* [Required task 1]:
Could you give the stretch of the festival passage from "While Shakespeare may" through "from Donegal, Ireland." again, renaming "Saturday" to "Sunday"?
* [Required task 2]:
Can you go on with the Shakespeare festival passage from its final sentence?

* [Source document]:
^^^^^^^^^^^^^^^^
While Shakespeare may be the driving theme, the festival prides itself on its varying musical acts and community-participated events. The festival opens on Thursday, August 4, with the more vocally challenging Beatles tunes from the psychedelic era, performed by Woodstock's very own Paul Green Rock Academy, highlighting some of the Hudson Valley's finest young musicians. There's a sacred harp workshop on both Friday and Saturday to quickly learn tricks on how to read music, as well as a free Saturday morning latte lecture for child and youth performers. The festival ends on a completely different note with a Celtic celebration, with three performances of traditional Irish music by musicians straight from Donegal, Ireland.
^^^^^^^^^^^^^^^^
* [Stored records]:

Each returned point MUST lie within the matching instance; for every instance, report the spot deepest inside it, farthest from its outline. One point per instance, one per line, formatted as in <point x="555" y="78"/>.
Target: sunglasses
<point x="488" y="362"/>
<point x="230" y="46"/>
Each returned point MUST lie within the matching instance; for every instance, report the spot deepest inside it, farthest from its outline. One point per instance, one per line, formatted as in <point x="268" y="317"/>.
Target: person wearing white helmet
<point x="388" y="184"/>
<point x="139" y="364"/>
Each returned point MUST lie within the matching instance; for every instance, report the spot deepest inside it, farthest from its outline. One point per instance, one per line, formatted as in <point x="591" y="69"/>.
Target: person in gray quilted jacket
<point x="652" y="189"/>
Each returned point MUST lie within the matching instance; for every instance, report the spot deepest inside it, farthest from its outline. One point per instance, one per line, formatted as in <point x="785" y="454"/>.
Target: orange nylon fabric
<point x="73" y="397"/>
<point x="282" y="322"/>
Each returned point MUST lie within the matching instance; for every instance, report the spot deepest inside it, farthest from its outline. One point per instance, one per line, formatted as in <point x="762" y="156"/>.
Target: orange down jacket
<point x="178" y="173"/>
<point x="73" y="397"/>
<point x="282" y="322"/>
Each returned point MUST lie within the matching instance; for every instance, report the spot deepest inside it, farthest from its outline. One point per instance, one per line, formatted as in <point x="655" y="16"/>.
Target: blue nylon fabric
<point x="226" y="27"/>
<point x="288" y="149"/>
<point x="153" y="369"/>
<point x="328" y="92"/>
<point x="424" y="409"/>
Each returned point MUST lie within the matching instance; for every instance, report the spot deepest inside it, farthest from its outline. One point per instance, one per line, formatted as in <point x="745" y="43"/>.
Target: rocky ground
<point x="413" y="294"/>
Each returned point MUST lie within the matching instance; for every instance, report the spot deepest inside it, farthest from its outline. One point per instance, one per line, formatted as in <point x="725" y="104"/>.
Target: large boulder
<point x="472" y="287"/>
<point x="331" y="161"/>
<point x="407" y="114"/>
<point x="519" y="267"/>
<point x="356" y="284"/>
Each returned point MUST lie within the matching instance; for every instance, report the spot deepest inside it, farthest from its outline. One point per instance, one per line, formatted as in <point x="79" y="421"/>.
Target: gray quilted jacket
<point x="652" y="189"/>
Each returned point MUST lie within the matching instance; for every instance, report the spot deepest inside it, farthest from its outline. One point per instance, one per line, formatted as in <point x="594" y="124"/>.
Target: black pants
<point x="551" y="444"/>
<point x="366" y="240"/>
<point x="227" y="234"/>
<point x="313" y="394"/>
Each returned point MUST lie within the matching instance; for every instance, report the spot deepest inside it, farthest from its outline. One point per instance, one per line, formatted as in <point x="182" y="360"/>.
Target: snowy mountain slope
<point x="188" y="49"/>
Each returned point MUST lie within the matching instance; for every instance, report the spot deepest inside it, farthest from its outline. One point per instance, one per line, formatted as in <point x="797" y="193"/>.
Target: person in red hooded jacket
^^^^^^^^^^^^^^^^
* [Written response 1]:
While Shakespeare may be the driving theme, the festival prides itself on its varying musical acts and community-participated events. The festival opens on Thursday, August 4, with the more vocally challenging Beatles tunes from the psychedelic era, performed by Woodstock's very own Paul Green Rock Academy, highlighting some of the Hudson Valley's finest young musicians. There's a sacred harp workshop on both Friday and Sunday to quickly learn tricks on how to read music, as well as a free Sunday morning latte lecture for child and youth performers. The festival ends on a completely different note with a Celtic celebration, with three performances of traditional Irish music by musicians straight from Donegal, Ireland.

* [Written response 2]:
With rock concerts, world music, and recitals, the festival is fit for everyone, promoting family-friendly picnic-styled opera in the park (with the possibility of a "best, original blanket setting" contest). While the board members are already working on larger goals for the future, like having one of the environmentally-greenest festivals in the world and planning for their upcoming 10th anniversary, right now they just want to spread the vocal love, emphasizing creative awareness, especially in the Catskills. "There are jewels hidden in the middle of the mountains," Todaro says. "We feel empowered by a greater-than-ourselves power to do this. It feels amazing to be an instrument of growth for the area."